--- BEGIN SELECTED PASSAGE ---
Monday, 23 May 2011

2011 GBIF Registry Refactoring

For the past couple of months, I have been working closely with another GBIF developer (and also fellow blog writer) Federico Mendez, on development tasks on the GBIF's Registry application. This post provides an overview of the work being done on this matter.

First, I will like to explain the nuts and bolts of the current Registry application (the one online), and then the additions/modifications it has "suffered" during 2011 (modifications have not been deployed). As stated on The evolution of the GBIF Registry blog post, in 2010 the Registry entered a new stage on its development by moving to a single DB,  enhanced web service API, and a web user interface. On top of this, an admin-only web interface was created so that we could do internal curation of the data inside the Secretariat.

Hibernate's framework was chosen as the preferred persistence framework and the Data-Access-Object (DAO) classes were coded with the HQL necessary to provide an interface to the Hibernate persistence mechanism. The Business tier consisted of several Manager classes that relied on the DAOs to get the required data. These Managers also were the ones responsible for populating the Data-Transfer-Objects (DTOs) so that they could be passed to the Presentation tier. This last tier made use of plain Java Server Pages (JSPs), along with JQuery, Ajax, CSS among others. Then, at the start of this year 2011, a decision was made to improve the application's underlying implementation in some aspects:

  1. Use of MyBatis data mapper framework. This involved walking away from Hibernate's Object-Relational Mapping (ORM) approach. Our use of Hibernate involved HQL, adding an extra latency component when converting HQL to SQL, but in MyBatis we use direct SQL mapped statements making it quicker to access the DB. (I will share some benchmarking on my next blog post, to justify this remark)
--- END SELECTED PASSAGE ---
--- BEGIN INFORMATION PROVIDED ---
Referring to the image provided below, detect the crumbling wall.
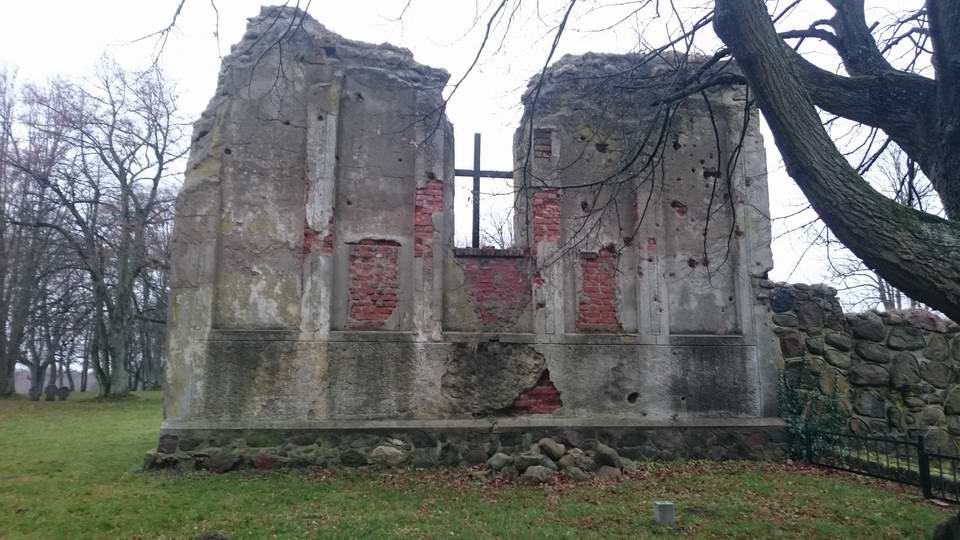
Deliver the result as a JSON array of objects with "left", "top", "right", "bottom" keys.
[
  {"left": 161, "top": 7, "right": 779, "bottom": 472},
  {"left": 763, "top": 282, "right": 960, "bottom": 453}
]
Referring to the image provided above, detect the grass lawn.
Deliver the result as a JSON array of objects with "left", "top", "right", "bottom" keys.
[{"left": 0, "top": 392, "right": 955, "bottom": 539}]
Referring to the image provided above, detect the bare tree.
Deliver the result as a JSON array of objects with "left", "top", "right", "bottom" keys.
[{"left": 4, "top": 60, "right": 186, "bottom": 396}]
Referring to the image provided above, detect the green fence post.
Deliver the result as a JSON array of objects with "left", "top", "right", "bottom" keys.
[{"left": 917, "top": 436, "right": 933, "bottom": 499}]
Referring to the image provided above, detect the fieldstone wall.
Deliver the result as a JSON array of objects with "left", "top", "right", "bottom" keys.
[
  {"left": 761, "top": 281, "right": 960, "bottom": 454},
  {"left": 144, "top": 423, "right": 783, "bottom": 474}
]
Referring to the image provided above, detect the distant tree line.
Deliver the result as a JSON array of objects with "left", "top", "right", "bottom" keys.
[{"left": 0, "top": 59, "right": 189, "bottom": 399}]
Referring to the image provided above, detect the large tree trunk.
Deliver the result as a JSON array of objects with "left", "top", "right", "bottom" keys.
[{"left": 714, "top": 0, "right": 960, "bottom": 320}]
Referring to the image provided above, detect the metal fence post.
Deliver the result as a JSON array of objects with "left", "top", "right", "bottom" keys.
[{"left": 917, "top": 436, "right": 933, "bottom": 499}]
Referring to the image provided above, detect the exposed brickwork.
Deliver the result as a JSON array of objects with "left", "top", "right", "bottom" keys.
[
  {"left": 533, "top": 128, "right": 553, "bottom": 158},
  {"left": 577, "top": 246, "right": 622, "bottom": 332},
  {"left": 413, "top": 180, "right": 443, "bottom": 257},
  {"left": 533, "top": 189, "right": 560, "bottom": 246},
  {"left": 349, "top": 239, "right": 400, "bottom": 329},
  {"left": 302, "top": 216, "right": 334, "bottom": 255},
  {"left": 301, "top": 219, "right": 320, "bottom": 255},
  {"left": 457, "top": 257, "right": 532, "bottom": 331},
  {"left": 503, "top": 369, "right": 563, "bottom": 416}
]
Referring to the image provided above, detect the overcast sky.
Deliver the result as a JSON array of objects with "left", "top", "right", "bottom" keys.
[{"left": 0, "top": 0, "right": 924, "bottom": 296}]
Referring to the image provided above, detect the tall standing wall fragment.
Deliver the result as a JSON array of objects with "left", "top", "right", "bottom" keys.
[{"left": 151, "top": 7, "right": 780, "bottom": 468}]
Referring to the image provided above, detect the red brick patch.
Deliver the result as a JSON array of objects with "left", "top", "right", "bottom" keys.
[
  {"left": 504, "top": 369, "right": 563, "bottom": 416},
  {"left": 349, "top": 238, "right": 400, "bottom": 329},
  {"left": 577, "top": 246, "right": 622, "bottom": 332},
  {"left": 533, "top": 189, "right": 560, "bottom": 246},
  {"left": 413, "top": 180, "right": 443, "bottom": 257}
]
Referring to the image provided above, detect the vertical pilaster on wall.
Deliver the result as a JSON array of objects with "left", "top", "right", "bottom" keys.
[
  {"left": 633, "top": 176, "right": 669, "bottom": 336},
  {"left": 514, "top": 126, "right": 565, "bottom": 334},
  {"left": 413, "top": 92, "right": 453, "bottom": 340},
  {"left": 734, "top": 93, "right": 782, "bottom": 416},
  {"left": 300, "top": 77, "right": 340, "bottom": 339}
]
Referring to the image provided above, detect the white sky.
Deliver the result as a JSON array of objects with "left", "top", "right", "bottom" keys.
[{"left": 0, "top": 0, "right": 924, "bottom": 300}]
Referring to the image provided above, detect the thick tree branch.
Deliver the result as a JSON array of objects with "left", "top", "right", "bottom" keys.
[
  {"left": 714, "top": 0, "right": 960, "bottom": 320},
  {"left": 829, "top": 0, "right": 894, "bottom": 75}
]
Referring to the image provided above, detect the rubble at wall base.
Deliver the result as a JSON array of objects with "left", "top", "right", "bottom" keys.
[{"left": 144, "top": 421, "right": 784, "bottom": 476}]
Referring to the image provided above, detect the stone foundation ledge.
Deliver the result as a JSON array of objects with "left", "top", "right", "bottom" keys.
[{"left": 144, "top": 418, "right": 785, "bottom": 478}]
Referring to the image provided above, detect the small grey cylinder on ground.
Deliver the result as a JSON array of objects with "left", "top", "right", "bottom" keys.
[{"left": 653, "top": 501, "right": 677, "bottom": 527}]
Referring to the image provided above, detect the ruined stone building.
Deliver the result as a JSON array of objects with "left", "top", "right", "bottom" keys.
[{"left": 148, "top": 8, "right": 780, "bottom": 464}]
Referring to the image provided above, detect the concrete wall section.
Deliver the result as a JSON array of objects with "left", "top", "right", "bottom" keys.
[{"left": 163, "top": 8, "right": 777, "bottom": 462}]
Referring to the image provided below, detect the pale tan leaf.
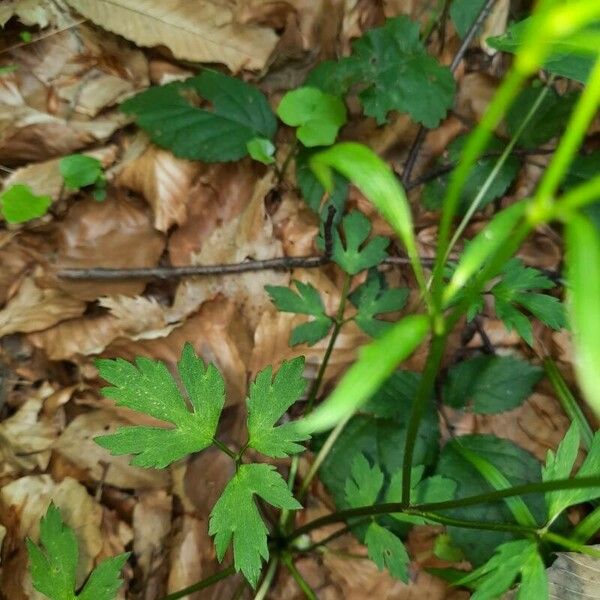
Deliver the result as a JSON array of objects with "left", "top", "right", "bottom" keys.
[
  {"left": 0, "top": 277, "right": 86, "bottom": 336},
  {"left": 67, "top": 0, "right": 277, "bottom": 72},
  {"left": 117, "top": 146, "right": 200, "bottom": 232}
]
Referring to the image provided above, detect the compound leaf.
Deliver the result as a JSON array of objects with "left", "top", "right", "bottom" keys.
[
  {"left": 332, "top": 210, "right": 390, "bottom": 275},
  {"left": 349, "top": 270, "right": 409, "bottom": 337},
  {"left": 27, "top": 504, "right": 129, "bottom": 600},
  {"left": 209, "top": 464, "right": 302, "bottom": 587},
  {"left": 95, "top": 344, "right": 225, "bottom": 468},
  {"left": 277, "top": 87, "right": 346, "bottom": 148},
  {"left": 444, "top": 356, "right": 543, "bottom": 414},
  {"left": 121, "top": 71, "right": 277, "bottom": 162},
  {"left": 0, "top": 183, "right": 52, "bottom": 223},
  {"left": 247, "top": 356, "right": 310, "bottom": 458}
]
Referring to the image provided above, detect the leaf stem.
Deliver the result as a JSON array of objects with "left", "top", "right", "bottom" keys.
[
  {"left": 282, "top": 554, "right": 318, "bottom": 600},
  {"left": 161, "top": 565, "right": 235, "bottom": 600}
]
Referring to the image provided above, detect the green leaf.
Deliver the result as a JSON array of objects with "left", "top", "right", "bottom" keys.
[
  {"left": 313, "top": 371, "right": 439, "bottom": 508},
  {"left": 444, "top": 356, "right": 543, "bottom": 415},
  {"left": 450, "top": 0, "right": 485, "bottom": 38},
  {"left": 506, "top": 85, "right": 579, "bottom": 148},
  {"left": 58, "top": 154, "right": 104, "bottom": 190},
  {"left": 542, "top": 422, "right": 600, "bottom": 520},
  {"left": 346, "top": 454, "right": 383, "bottom": 508},
  {"left": 246, "top": 137, "right": 275, "bottom": 165},
  {"left": 209, "top": 464, "right": 302, "bottom": 587},
  {"left": 306, "top": 16, "right": 455, "bottom": 128},
  {"left": 566, "top": 215, "right": 600, "bottom": 415},
  {"left": 121, "top": 71, "right": 277, "bottom": 162},
  {"left": 486, "top": 17, "right": 595, "bottom": 83},
  {"left": 247, "top": 356, "right": 310, "bottom": 458},
  {"left": 265, "top": 280, "right": 333, "bottom": 346},
  {"left": 277, "top": 87, "right": 346, "bottom": 148},
  {"left": 27, "top": 504, "right": 129, "bottom": 600},
  {"left": 365, "top": 521, "right": 410, "bottom": 583},
  {"left": 455, "top": 540, "right": 548, "bottom": 600},
  {"left": 332, "top": 210, "right": 390, "bottom": 275},
  {"left": 422, "top": 135, "right": 520, "bottom": 214},
  {"left": 95, "top": 344, "right": 225, "bottom": 468},
  {"left": 299, "top": 315, "right": 429, "bottom": 433},
  {"left": 436, "top": 435, "right": 546, "bottom": 566},
  {"left": 349, "top": 270, "right": 409, "bottom": 337},
  {"left": 0, "top": 183, "right": 52, "bottom": 223},
  {"left": 296, "top": 148, "right": 348, "bottom": 216},
  {"left": 310, "top": 142, "right": 422, "bottom": 279},
  {"left": 443, "top": 201, "right": 527, "bottom": 304}
]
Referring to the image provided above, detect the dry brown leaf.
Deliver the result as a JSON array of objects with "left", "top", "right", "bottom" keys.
[
  {"left": 0, "top": 277, "right": 86, "bottom": 336},
  {"left": 54, "top": 410, "right": 170, "bottom": 489},
  {"left": 117, "top": 146, "right": 200, "bottom": 232},
  {"left": 104, "top": 297, "right": 252, "bottom": 404},
  {"left": 173, "top": 173, "right": 289, "bottom": 327},
  {"left": 67, "top": 0, "right": 277, "bottom": 72},
  {"left": 55, "top": 193, "right": 165, "bottom": 300},
  {"left": 133, "top": 490, "right": 173, "bottom": 600}
]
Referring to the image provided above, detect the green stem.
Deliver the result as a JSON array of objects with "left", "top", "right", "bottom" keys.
[
  {"left": 213, "top": 438, "right": 240, "bottom": 464},
  {"left": 402, "top": 333, "right": 447, "bottom": 505},
  {"left": 572, "top": 506, "right": 600, "bottom": 544},
  {"left": 543, "top": 531, "right": 600, "bottom": 558},
  {"left": 444, "top": 79, "right": 553, "bottom": 262},
  {"left": 304, "top": 273, "right": 351, "bottom": 416},
  {"left": 282, "top": 554, "right": 318, "bottom": 600},
  {"left": 162, "top": 565, "right": 235, "bottom": 600},
  {"left": 544, "top": 357, "right": 594, "bottom": 450},
  {"left": 254, "top": 558, "right": 279, "bottom": 600}
]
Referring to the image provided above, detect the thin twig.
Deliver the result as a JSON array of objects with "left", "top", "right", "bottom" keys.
[
  {"left": 58, "top": 256, "right": 433, "bottom": 280},
  {"left": 401, "top": 0, "right": 496, "bottom": 187}
]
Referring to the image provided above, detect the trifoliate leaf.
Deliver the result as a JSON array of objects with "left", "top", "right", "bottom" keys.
[
  {"left": 247, "top": 356, "right": 310, "bottom": 458},
  {"left": 486, "top": 17, "right": 595, "bottom": 83},
  {"left": 490, "top": 258, "right": 566, "bottom": 346},
  {"left": 58, "top": 154, "right": 104, "bottom": 190},
  {"left": 349, "top": 270, "right": 409, "bottom": 337},
  {"left": 346, "top": 454, "right": 383, "bottom": 508},
  {"left": 0, "top": 183, "right": 52, "bottom": 223},
  {"left": 506, "top": 85, "right": 579, "bottom": 148},
  {"left": 265, "top": 281, "right": 333, "bottom": 346},
  {"left": 313, "top": 371, "right": 439, "bottom": 508},
  {"left": 332, "top": 210, "right": 390, "bottom": 275},
  {"left": 246, "top": 137, "right": 275, "bottom": 165},
  {"left": 450, "top": 0, "right": 485, "bottom": 38},
  {"left": 444, "top": 356, "right": 543, "bottom": 415},
  {"left": 277, "top": 87, "right": 346, "bottom": 148},
  {"left": 306, "top": 16, "right": 455, "bottom": 127},
  {"left": 95, "top": 344, "right": 225, "bottom": 468},
  {"left": 27, "top": 504, "right": 129, "bottom": 600},
  {"left": 455, "top": 540, "right": 548, "bottom": 600},
  {"left": 423, "top": 135, "right": 520, "bottom": 214},
  {"left": 542, "top": 422, "right": 600, "bottom": 520},
  {"left": 436, "top": 435, "right": 546, "bottom": 566},
  {"left": 209, "top": 464, "right": 302, "bottom": 587},
  {"left": 121, "top": 71, "right": 277, "bottom": 162},
  {"left": 365, "top": 521, "right": 410, "bottom": 583}
]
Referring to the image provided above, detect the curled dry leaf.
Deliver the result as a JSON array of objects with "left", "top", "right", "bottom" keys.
[
  {"left": 55, "top": 193, "right": 165, "bottom": 300},
  {"left": 0, "top": 475, "right": 103, "bottom": 600},
  {"left": 0, "top": 277, "right": 85, "bottom": 336},
  {"left": 133, "top": 490, "right": 173, "bottom": 600},
  {"left": 54, "top": 410, "right": 170, "bottom": 489},
  {"left": 104, "top": 296, "right": 252, "bottom": 404},
  {"left": 67, "top": 0, "right": 277, "bottom": 72},
  {"left": 173, "top": 173, "right": 289, "bottom": 327},
  {"left": 117, "top": 146, "right": 200, "bottom": 232}
]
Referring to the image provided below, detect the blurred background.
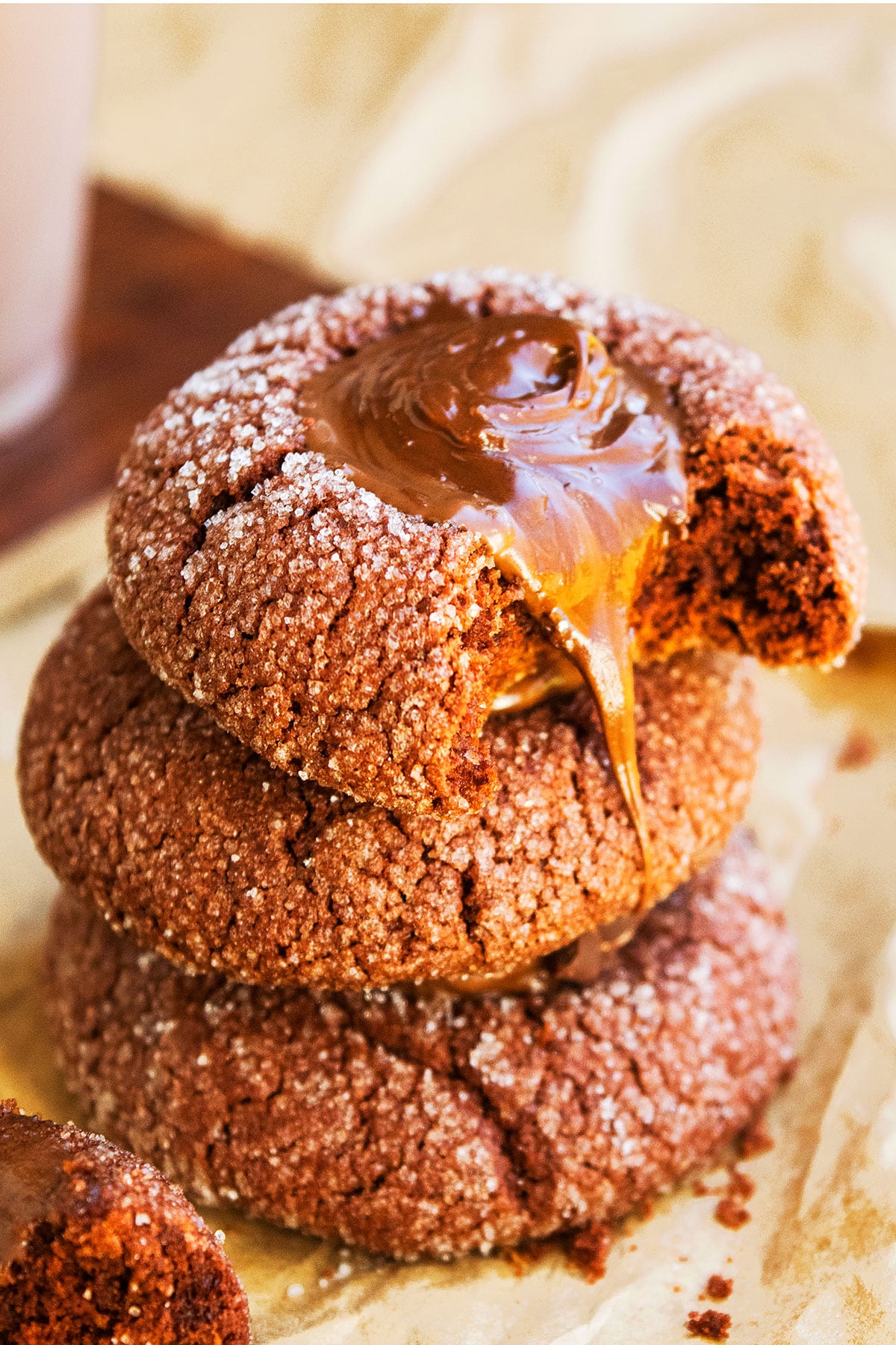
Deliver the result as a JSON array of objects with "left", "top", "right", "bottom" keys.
[{"left": 0, "top": 4, "right": 896, "bottom": 624}]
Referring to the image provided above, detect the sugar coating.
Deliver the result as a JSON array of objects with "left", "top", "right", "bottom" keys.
[
  {"left": 0, "top": 1103, "right": 249, "bottom": 1345},
  {"left": 108, "top": 270, "right": 866, "bottom": 815},
  {"left": 47, "top": 834, "right": 797, "bottom": 1258},
  {"left": 19, "top": 588, "right": 759, "bottom": 989}
]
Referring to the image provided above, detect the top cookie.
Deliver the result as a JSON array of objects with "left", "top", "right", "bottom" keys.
[{"left": 108, "top": 263, "right": 865, "bottom": 815}]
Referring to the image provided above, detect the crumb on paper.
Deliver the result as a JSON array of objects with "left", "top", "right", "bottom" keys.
[
  {"left": 727, "top": 1164, "right": 756, "bottom": 1199},
  {"left": 700, "top": 1275, "right": 735, "bottom": 1303},
  {"left": 834, "top": 729, "right": 880, "bottom": 771},
  {"left": 738, "top": 1116, "right": 775, "bottom": 1158},
  {"left": 567, "top": 1224, "right": 612, "bottom": 1285},
  {"left": 685, "top": 1308, "right": 730, "bottom": 1341}
]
--- END INFORMATION PROVIDED ---
■ WRITTEN REQUEST 1 ■
Name every term in the GBIF Registry refactoring post that is written out in full with its abbreviation in parentheses. Give each one with its abbreviation.
■ WRITTEN REQUEST 2 ■
Convert the records into a JSON list of strings, one string per line, with blank lines omitted. Start with the line that contains "Referring to the image provided above, detect the sugar" and continue through the end of the records.

■ CORRECT ANSWER 1 ■
- Object-Relational Mapping (ORM)
- Data-Access-Object (DAO)
- Data-Transfer-Objects (DTOs)
- Java Server Pages (JSPs)

■ CORRECT ANSWER 2 ■
[
  "Referring to the image provided above, detect the sugar coating.",
  "Deliver the result as a JSON array of objects with \"left\", \"top\", \"right\", \"bottom\" keys.",
  "[",
  "  {\"left\": 0, \"top\": 1103, \"right\": 249, \"bottom\": 1345},",
  "  {\"left\": 108, \"top\": 270, \"right\": 866, \"bottom\": 815},",
  "  {\"left\": 47, \"top\": 834, \"right\": 797, \"bottom\": 1258},",
  "  {\"left\": 19, \"top\": 588, \"right\": 759, \"bottom\": 989}",
  "]",
  "Referring to the image provided above, detect the top cookie.",
  "Deliver the result as a JSON array of objects with \"left\", \"top\", \"right\", \"bottom\" keys.",
  "[{\"left\": 108, \"top\": 263, \"right\": 865, \"bottom\": 815}]",
  "Referring to the image provided above, detect the crumb on paper.",
  "Deliver the result as a JSON array of objects with \"left\", \"top\", \"right\", \"bottom\" keys.",
  "[",
  "  {\"left\": 727, \"top\": 1164, \"right\": 756, \"bottom\": 1199},",
  "  {\"left\": 700, \"top\": 1275, \"right\": 735, \"bottom\": 1303},",
  "  {\"left\": 834, \"top\": 729, \"right\": 880, \"bottom\": 771},",
  "  {\"left\": 738, \"top\": 1116, \"right\": 775, \"bottom\": 1158},",
  "  {\"left\": 567, \"top\": 1224, \"right\": 612, \"bottom\": 1285},",
  "  {\"left\": 685, \"top\": 1308, \"right\": 730, \"bottom\": 1341}",
  "]"
]